3. ENSLAVEMENT/SEXUAL SLAVERYThere have been attempts by the UAE and the Holy
See (a/k/a the Vatican) to keep "forced labor" and keeping others in a "servile
status" from the definitions of the crimes of enslavement and sexual slavery. As
of Friday, there was widespread support for retaining these elements in the
crime of enslavement but not necessarily sexual slavery. Negotiations will
continue on these definitions this week. We will insist that these elements also
be applied to the crime of sexual slavery.

4. EVIDENCE IN CASES OF SEXUAL VIOLENCEThe draft text containing negotiated
rules of evidence concerning consent and sexual conduct evidence in cases of
sexual violence was discussed in an open session on Friday. In the last prepcom,
the smaller working group had reached a difficult compromise on the language.
Currently, the rule has 3 parts. First, the rules lays out a series of
principles which establish that consent may not be inferred from different
circumstances, such as the victim's silence or acquiescence. Second, the rule
states that sexual conduct evidence shall not be admitted but makes a
controversial reference to article 69.4 of the statute, which is a restatement
of a basic evidentiary principle. This reference was insisted upon by Germany,
Austria and other delegations who were concerned about reiterating a recognition
of the rights of the accused. The third component of the rule sets up a
screening procedure to be held in chambers whenever one of the sides wishes to
admit consent or sexual conduct evidence. The hearing must be held
confidentially and the judge must find that the evidence is highly relevant and
admissible and is not being admitted for any of the prohibited purposes.

┄┄┄┄┄┄┄┄┄┄┄┄┄┄┄┄┄┄┄┄

GIVEN TASK A: Please swap "report" for "give" in the rows that open with the line containing "Locate the window sill" and close with the line containing "[0,0,399,600]", then write those lines out again with nothing else changed.
The text and the rows come from unrelated sources.

┄┄┄┄┄┄┄┄┄┄┄┄┄┄┄┄┄┄┄┄

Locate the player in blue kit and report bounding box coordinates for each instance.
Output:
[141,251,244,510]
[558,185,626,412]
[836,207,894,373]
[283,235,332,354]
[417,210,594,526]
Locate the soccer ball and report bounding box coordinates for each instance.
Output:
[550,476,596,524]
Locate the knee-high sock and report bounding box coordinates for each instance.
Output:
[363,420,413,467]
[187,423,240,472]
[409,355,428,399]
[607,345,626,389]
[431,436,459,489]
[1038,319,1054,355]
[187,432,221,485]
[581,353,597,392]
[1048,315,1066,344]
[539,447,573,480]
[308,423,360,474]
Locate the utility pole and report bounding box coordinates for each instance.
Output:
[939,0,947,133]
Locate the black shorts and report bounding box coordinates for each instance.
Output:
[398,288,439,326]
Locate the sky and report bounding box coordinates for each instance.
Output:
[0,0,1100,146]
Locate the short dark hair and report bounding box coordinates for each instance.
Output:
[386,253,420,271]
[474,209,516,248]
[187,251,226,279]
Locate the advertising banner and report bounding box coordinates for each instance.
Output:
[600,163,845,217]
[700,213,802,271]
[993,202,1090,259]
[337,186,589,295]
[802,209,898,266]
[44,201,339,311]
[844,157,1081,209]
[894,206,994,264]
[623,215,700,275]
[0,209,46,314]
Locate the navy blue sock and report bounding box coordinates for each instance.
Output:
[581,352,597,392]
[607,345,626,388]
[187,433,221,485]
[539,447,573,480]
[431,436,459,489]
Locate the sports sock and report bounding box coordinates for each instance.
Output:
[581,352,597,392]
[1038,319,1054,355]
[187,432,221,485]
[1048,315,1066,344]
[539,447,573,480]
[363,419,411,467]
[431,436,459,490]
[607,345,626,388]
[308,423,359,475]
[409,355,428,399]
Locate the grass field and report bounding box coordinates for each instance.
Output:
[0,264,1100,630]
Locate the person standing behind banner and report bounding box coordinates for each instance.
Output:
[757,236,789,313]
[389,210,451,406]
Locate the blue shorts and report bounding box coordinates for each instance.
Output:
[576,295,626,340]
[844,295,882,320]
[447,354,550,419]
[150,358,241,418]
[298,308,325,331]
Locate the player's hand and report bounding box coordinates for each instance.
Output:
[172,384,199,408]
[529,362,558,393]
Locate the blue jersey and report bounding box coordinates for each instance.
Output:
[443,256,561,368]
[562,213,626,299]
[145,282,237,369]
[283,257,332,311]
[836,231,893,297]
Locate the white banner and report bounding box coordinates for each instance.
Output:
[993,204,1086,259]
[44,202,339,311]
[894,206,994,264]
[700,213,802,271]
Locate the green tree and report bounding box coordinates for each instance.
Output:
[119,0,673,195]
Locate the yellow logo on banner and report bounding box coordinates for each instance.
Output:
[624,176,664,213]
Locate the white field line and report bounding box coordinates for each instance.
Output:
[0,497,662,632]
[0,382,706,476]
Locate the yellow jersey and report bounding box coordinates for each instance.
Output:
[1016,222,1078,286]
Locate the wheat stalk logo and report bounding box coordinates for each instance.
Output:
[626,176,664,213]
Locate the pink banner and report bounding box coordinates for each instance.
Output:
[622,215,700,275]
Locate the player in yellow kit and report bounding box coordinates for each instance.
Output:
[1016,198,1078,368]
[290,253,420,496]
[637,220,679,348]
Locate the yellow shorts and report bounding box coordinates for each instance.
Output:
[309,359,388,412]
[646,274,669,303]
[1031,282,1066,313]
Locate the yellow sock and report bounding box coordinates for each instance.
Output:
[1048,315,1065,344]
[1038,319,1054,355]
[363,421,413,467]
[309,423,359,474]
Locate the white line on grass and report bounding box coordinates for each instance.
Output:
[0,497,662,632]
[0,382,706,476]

┄┄┄┄┄┄┄┄┄┄┄┄┄┄┄┄┄┄┄┄

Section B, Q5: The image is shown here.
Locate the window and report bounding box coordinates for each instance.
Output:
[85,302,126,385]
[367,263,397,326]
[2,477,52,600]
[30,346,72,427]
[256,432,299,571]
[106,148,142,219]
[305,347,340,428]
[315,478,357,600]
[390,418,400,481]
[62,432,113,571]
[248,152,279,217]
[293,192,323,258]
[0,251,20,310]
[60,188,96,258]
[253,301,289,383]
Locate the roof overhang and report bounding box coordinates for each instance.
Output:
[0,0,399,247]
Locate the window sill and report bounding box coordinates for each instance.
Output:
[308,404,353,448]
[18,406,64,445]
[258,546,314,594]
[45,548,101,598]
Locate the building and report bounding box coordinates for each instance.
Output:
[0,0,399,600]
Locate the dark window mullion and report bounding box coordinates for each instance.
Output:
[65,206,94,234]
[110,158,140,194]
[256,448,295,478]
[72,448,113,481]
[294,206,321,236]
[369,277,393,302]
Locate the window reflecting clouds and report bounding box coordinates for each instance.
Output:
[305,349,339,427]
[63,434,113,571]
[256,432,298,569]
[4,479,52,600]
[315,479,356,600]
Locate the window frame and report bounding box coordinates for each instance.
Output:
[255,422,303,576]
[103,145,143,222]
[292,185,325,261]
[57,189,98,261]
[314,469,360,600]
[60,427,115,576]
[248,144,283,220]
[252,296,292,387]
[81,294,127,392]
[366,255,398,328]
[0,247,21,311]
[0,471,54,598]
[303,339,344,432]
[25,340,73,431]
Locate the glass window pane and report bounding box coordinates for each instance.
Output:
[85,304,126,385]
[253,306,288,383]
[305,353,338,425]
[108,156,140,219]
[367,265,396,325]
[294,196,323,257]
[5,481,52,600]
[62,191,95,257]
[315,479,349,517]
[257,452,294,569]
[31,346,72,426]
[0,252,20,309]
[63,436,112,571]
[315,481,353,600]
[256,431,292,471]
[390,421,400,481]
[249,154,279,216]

┄┄┄┄┄┄┄┄┄┄┄┄┄┄┄┄┄┄┄┄

GIVEN TASK B:
Answer these questions from the negotiation report:
(i) Which two parties tried to keep "forced labor" out of the definitions of enslavement and sexual slavery?
(ii) How many parts does the rule on evidence in cases of sexual violence currently have?
(iii) Which delegations are named as insisting on the reference to article 69.4?

REPLY A:
Locate the window sill and give bounding box coordinates for each instance.
Output:
[308,404,353,448]
[18,406,64,445]
[258,546,314,594]
[45,548,101,598]
Locate the building and give bounding box coordinates for each instance.
Output:
[0,0,399,600]

REPLY B:
(i) The UAE and the Holy See
(ii) Three
(iii) Germany and Austria, along with other delegations